▶ **Exercise directions**
Say how many lines in the data hold "yellow". Nothing else belongs in the answer.

◇ ◇ ◇ ◇ ◇

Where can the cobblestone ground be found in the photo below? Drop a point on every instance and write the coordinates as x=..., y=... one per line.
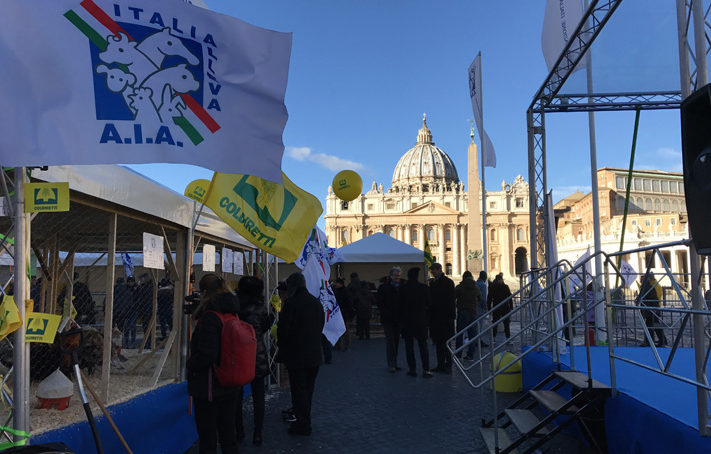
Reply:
x=359, y=407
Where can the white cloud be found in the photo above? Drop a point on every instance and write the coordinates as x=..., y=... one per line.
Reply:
x=669, y=153
x=328, y=161
x=298, y=153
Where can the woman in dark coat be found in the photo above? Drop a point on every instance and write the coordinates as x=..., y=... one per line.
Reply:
x=414, y=301
x=498, y=292
x=364, y=310
x=253, y=311
x=215, y=406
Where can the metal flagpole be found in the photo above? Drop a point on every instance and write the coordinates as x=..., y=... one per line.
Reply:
x=483, y=179
x=20, y=358
x=599, y=310
x=697, y=299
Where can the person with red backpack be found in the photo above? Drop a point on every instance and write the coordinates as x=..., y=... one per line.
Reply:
x=253, y=311
x=299, y=333
x=214, y=405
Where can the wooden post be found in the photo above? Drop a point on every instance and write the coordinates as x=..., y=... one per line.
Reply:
x=109, y=309
x=180, y=290
x=154, y=312
x=54, y=252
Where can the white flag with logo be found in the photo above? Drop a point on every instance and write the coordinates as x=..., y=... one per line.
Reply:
x=315, y=263
x=475, y=93
x=629, y=274
x=559, y=22
x=119, y=81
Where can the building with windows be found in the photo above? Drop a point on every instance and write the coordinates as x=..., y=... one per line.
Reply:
x=426, y=199
x=656, y=214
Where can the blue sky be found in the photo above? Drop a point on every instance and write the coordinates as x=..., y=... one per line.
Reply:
x=363, y=72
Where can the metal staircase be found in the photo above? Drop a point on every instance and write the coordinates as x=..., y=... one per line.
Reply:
x=568, y=397
x=530, y=416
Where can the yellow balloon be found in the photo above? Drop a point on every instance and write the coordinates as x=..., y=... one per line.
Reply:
x=347, y=185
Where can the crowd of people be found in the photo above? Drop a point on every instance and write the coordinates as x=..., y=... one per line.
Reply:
x=218, y=409
x=414, y=312
x=409, y=310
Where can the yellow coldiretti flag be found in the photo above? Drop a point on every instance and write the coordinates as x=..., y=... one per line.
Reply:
x=276, y=218
x=9, y=316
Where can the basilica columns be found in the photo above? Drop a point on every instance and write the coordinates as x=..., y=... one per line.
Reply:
x=455, y=250
x=463, y=249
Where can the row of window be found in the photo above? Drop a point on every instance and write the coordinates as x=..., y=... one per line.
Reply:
x=519, y=203
x=649, y=204
x=657, y=222
x=651, y=185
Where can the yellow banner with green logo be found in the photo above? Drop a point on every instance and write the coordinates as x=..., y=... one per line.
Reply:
x=9, y=316
x=274, y=217
x=46, y=197
x=197, y=190
x=42, y=327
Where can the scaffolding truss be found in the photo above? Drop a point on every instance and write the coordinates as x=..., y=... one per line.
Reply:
x=692, y=23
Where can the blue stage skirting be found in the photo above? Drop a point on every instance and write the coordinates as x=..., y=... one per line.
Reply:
x=652, y=413
x=156, y=422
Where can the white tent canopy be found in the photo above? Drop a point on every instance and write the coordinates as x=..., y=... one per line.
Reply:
x=381, y=248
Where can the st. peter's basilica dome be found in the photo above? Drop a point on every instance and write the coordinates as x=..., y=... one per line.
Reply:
x=424, y=167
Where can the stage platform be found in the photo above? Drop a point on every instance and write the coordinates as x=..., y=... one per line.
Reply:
x=652, y=413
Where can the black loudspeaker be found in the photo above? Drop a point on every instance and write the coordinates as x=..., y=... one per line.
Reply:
x=696, y=154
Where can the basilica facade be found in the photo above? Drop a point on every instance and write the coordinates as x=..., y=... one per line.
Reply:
x=426, y=199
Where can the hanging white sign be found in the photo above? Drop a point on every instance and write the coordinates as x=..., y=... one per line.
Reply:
x=226, y=262
x=153, y=251
x=208, y=257
x=238, y=263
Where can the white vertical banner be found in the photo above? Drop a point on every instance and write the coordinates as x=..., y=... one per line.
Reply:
x=315, y=263
x=208, y=257
x=238, y=263
x=199, y=3
x=475, y=92
x=153, y=251
x=226, y=261
x=629, y=274
x=559, y=22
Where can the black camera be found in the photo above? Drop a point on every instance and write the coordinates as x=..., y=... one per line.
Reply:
x=191, y=303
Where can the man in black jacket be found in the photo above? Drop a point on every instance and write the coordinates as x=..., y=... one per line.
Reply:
x=442, y=314
x=387, y=299
x=299, y=333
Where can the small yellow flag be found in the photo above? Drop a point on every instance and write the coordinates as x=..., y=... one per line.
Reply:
x=276, y=218
x=46, y=197
x=197, y=190
x=42, y=327
x=9, y=316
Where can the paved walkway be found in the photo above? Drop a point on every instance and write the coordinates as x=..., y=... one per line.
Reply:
x=359, y=407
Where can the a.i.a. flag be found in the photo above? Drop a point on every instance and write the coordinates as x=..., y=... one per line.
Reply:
x=128, y=81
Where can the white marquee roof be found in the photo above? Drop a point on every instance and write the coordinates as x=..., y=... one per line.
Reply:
x=380, y=247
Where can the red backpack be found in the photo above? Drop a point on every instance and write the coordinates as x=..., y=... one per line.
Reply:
x=238, y=352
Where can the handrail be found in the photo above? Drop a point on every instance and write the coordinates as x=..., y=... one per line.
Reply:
x=531, y=298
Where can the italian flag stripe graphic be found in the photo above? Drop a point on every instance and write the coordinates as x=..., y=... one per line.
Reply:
x=102, y=17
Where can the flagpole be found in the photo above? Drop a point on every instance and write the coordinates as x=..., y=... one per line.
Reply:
x=483, y=179
x=600, y=310
x=20, y=394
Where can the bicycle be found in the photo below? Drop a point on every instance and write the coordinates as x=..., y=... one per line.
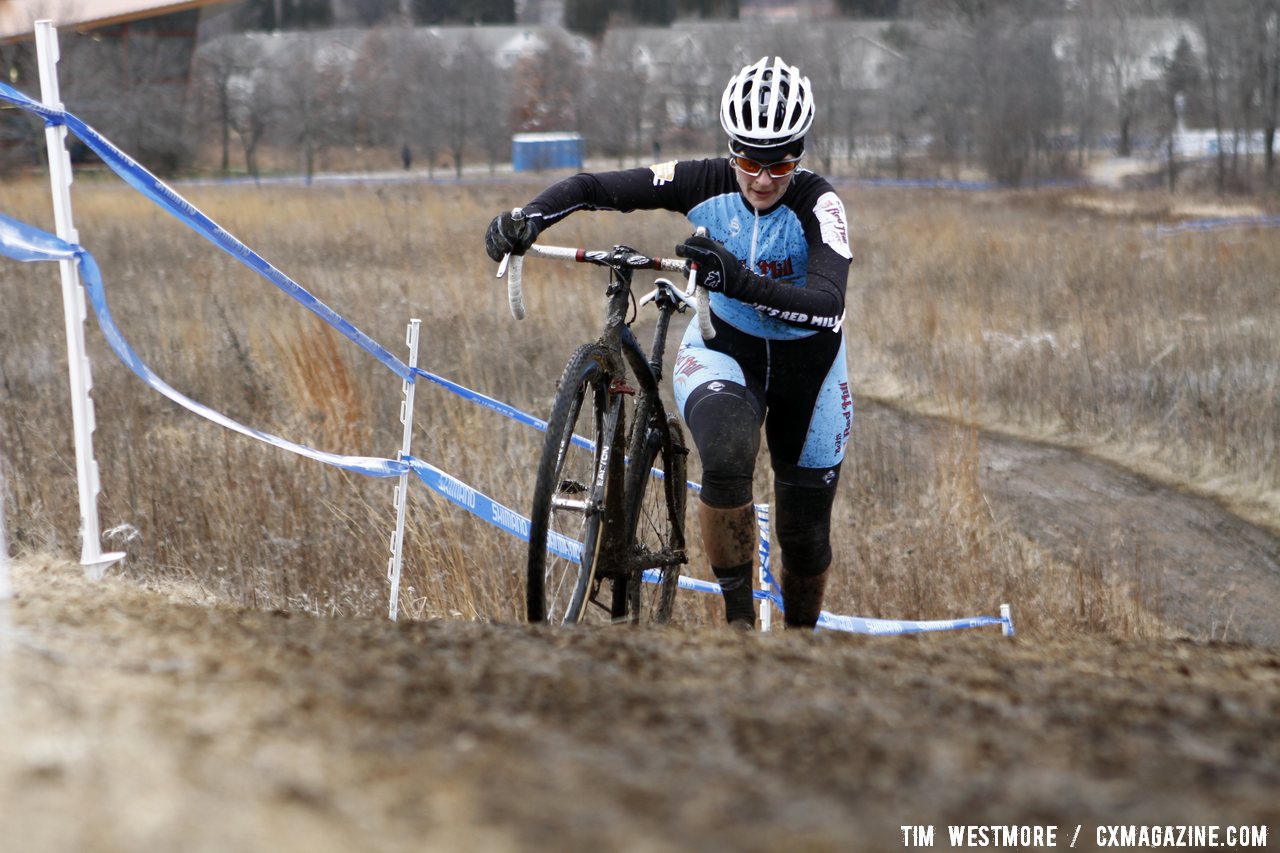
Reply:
x=595, y=515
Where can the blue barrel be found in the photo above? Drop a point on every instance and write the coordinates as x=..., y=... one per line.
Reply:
x=538, y=151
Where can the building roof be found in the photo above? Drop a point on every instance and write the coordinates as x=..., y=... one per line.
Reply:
x=18, y=17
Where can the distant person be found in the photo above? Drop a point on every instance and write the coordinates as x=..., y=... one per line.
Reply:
x=776, y=261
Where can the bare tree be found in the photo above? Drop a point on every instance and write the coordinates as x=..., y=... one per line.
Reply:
x=219, y=81
x=314, y=95
x=547, y=89
x=617, y=100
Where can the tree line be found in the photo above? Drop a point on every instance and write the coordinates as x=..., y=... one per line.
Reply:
x=1016, y=90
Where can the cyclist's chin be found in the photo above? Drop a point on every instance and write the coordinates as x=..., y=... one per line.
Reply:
x=763, y=200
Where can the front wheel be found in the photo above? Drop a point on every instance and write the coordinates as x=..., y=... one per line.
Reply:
x=570, y=492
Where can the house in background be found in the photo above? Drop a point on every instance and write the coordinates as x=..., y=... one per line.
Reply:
x=119, y=60
x=127, y=33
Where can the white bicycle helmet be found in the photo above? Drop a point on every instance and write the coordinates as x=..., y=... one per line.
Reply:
x=767, y=105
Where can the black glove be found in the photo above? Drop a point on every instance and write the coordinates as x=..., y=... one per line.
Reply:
x=510, y=236
x=718, y=269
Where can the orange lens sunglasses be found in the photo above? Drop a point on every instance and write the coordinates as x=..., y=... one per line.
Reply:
x=752, y=169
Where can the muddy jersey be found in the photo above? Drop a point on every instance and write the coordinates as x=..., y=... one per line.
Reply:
x=798, y=250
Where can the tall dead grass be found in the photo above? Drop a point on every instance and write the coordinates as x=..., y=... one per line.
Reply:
x=1018, y=315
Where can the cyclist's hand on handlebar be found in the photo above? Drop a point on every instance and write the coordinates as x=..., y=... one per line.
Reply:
x=718, y=269
x=510, y=236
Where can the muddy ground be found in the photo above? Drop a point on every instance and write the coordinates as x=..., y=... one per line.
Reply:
x=142, y=719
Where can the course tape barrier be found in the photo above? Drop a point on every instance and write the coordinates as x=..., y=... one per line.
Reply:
x=24, y=242
x=1201, y=226
x=190, y=215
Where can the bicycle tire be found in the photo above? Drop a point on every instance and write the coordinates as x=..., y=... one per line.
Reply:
x=656, y=516
x=567, y=500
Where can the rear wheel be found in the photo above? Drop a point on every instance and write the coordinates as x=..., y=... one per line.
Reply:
x=568, y=495
x=656, y=518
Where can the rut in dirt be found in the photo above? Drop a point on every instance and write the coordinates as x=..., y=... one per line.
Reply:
x=1217, y=575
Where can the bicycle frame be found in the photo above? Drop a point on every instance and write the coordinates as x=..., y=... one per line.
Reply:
x=608, y=495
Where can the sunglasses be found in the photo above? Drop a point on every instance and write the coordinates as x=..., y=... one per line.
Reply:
x=752, y=169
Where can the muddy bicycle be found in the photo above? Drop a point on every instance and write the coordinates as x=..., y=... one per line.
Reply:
x=607, y=527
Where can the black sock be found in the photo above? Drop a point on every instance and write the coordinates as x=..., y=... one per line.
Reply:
x=736, y=585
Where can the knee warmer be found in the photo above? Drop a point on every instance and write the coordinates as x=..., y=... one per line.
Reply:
x=801, y=525
x=726, y=429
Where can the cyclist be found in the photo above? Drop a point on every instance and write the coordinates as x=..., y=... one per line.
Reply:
x=776, y=261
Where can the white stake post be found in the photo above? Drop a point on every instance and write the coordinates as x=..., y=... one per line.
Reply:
x=5, y=582
x=762, y=523
x=397, y=561
x=73, y=311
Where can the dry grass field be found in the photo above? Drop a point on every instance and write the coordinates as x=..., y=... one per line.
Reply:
x=1055, y=315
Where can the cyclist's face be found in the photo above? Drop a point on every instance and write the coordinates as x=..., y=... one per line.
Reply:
x=762, y=191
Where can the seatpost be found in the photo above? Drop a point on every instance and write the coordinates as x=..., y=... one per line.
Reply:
x=667, y=305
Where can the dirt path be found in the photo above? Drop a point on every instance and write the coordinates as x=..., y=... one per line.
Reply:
x=1217, y=576
x=140, y=721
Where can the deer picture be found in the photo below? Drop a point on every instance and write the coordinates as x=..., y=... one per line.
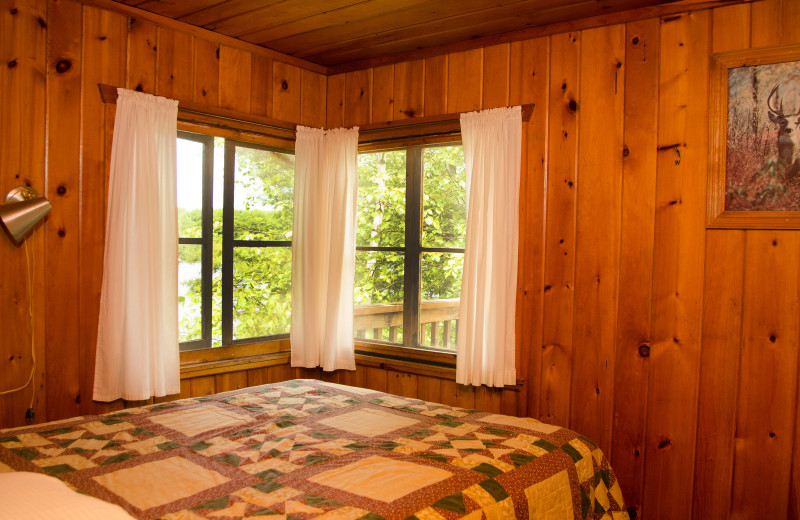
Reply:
x=786, y=140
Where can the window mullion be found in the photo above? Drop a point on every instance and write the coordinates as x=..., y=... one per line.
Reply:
x=227, y=243
x=413, y=246
x=207, y=261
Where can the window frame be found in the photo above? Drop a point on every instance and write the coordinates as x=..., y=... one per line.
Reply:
x=412, y=259
x=228, y=243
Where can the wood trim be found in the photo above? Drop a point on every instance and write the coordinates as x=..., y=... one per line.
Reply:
x=444, y=124
x=219, y=354
x=193, y=370
x=527, y=111
x=108, y=94
x=236, y=43
x=534, y=32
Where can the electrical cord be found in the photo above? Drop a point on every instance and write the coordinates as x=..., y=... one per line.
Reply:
x=29, y=414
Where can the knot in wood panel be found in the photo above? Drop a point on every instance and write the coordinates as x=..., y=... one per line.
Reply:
x=63, y=65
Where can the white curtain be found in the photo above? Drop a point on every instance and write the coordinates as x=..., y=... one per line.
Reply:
x=492, y=151
x=323, y=248
x=137, y=339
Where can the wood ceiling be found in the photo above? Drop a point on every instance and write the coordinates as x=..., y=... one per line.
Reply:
x=338, y=33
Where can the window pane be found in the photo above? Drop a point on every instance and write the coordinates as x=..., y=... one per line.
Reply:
x=263, y=195
x=189, y=302
x=444, y=220
x=379, y=295
x=439, y=305
x=190, y=188
x=262, y=296
x=381, y=199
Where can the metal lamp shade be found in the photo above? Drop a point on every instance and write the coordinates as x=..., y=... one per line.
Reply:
x=18, y=217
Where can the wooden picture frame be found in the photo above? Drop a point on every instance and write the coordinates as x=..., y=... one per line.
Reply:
x=755, y=184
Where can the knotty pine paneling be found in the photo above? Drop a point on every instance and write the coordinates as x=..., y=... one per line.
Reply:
x=703, y=411
x=660, y=336
x=56, y=136
x=637, y=242
x=559, y=263
x=598, y=214
x=22, y=152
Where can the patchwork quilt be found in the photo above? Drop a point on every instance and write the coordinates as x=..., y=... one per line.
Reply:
x=306, y=449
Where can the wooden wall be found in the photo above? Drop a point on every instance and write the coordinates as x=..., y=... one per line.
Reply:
x=672, y=346
x=56, y=137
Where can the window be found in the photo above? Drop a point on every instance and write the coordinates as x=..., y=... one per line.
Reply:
x=410, y=245
x=235, y=205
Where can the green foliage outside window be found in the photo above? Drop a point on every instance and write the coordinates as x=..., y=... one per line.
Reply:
x=263, y=211
x=263, y=202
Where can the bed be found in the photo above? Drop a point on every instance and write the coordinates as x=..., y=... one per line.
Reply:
x=305, y=449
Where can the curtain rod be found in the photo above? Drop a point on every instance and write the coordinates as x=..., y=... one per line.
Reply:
x=108, y=93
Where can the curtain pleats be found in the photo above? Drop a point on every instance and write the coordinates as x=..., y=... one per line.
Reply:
x=137, y=337
x=492, y=142
x=323, y=248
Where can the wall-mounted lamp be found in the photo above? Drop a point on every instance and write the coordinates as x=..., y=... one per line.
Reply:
x=24, y=207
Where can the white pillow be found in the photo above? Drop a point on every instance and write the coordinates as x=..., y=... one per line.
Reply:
x=33, y=496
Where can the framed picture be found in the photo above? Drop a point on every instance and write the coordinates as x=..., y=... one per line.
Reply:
x=754, y=140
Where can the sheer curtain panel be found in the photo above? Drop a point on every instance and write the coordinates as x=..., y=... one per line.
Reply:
x=492, y=152
x=137, y=339
x=324, y=248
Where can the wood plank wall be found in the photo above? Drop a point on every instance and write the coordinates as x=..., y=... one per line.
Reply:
x=56, y=137
x=673, y=346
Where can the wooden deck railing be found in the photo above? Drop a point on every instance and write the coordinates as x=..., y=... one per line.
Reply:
x=438, y=322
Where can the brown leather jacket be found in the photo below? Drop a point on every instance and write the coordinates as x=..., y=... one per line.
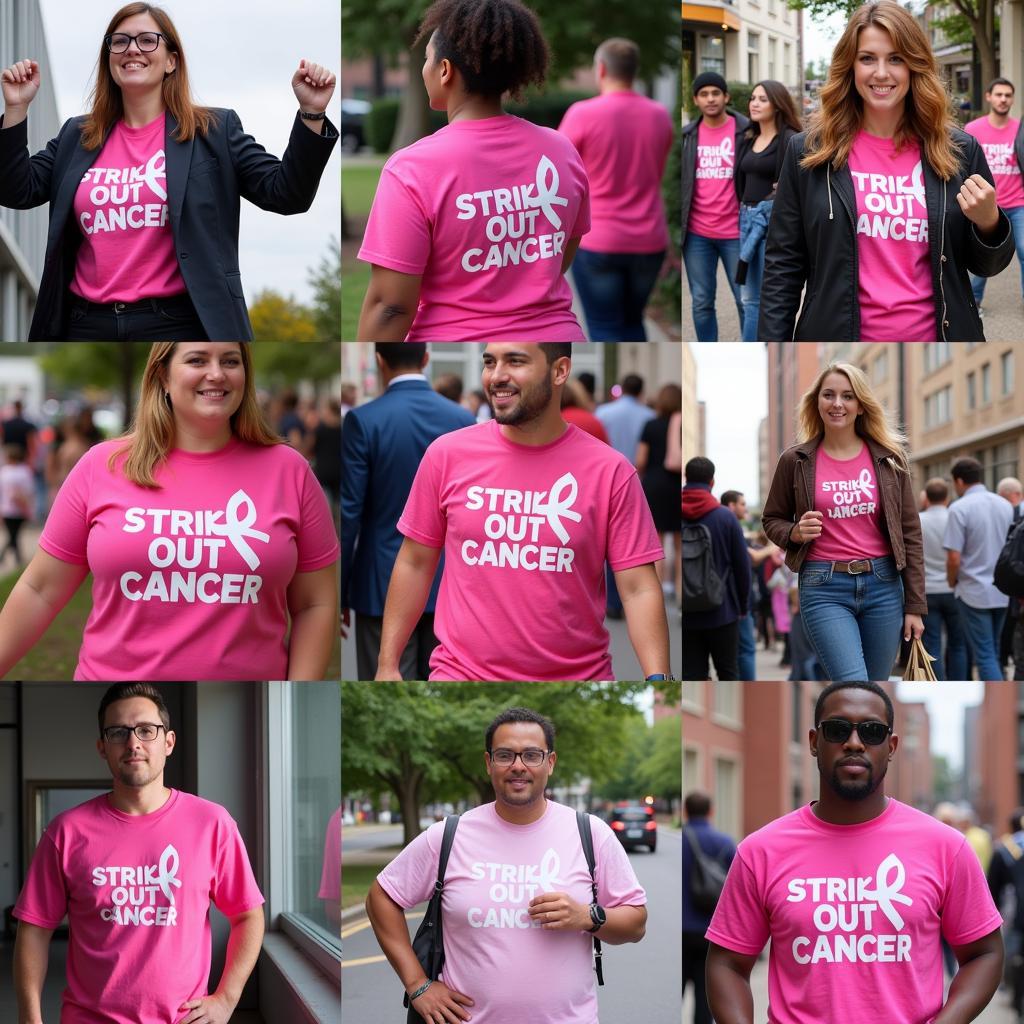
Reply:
x=790, y=498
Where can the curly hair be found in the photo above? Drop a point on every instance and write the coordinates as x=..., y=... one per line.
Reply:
x=927, y=113
x=497, y=45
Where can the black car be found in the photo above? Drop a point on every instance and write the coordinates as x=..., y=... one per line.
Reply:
x=635, y=825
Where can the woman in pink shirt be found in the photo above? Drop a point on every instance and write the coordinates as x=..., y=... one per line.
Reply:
x=473, y=227
x=883, y=206
x=144, y=190
x=842, y=507
x=210, y=543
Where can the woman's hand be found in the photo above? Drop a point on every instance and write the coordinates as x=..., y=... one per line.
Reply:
x=977, y=200
x=313, y=86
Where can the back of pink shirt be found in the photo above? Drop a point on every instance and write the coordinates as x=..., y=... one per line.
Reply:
x=136, y=890
x=895, y=271
x=715, y=210
x=494, y=870
x=190, y=581
x=483, y=211
x=846, y=491
x=624, y=139
x=525, y=532
x=998, y=146
x=127, y=250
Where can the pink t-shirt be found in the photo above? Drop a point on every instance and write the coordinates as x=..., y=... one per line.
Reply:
x=846, y=491
x=190, y=581
x=525, y=532
x=136, y=890
x=895, y=271
x=483, y=210
x=127, y=250
x=854, y=913
x=998, y=146
x=494, y=870
x=715, y=210
x=624, y=139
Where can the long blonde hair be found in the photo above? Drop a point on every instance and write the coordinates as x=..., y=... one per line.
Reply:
x=873, y=423
x=108, y=104
x=151, y=435
x=927, y=113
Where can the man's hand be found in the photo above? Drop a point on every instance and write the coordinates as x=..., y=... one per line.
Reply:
x=557, y=912
x=439, y=1005
x=209, y=1010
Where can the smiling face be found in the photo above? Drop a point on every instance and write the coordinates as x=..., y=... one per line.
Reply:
x=880, y=74
x=134, y=70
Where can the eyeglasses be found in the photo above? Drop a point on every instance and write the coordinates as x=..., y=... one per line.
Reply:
x=531, y=758
x=118, y=42
x=144, y=730
x=838, y=730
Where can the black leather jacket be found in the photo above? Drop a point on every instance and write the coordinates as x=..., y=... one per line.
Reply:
x=812, y=241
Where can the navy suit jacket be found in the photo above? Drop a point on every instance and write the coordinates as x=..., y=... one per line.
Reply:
x=382, y=444
x=206, y=180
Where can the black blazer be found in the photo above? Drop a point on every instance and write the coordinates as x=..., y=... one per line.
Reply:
x=206, y=179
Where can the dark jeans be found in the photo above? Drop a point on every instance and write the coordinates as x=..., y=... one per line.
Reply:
x=694, y=962
x=173, y=318
x=719, y=643
x=614, y=289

◇ ◇ ◇ ◇ ◇

▶ **Result for this task**
4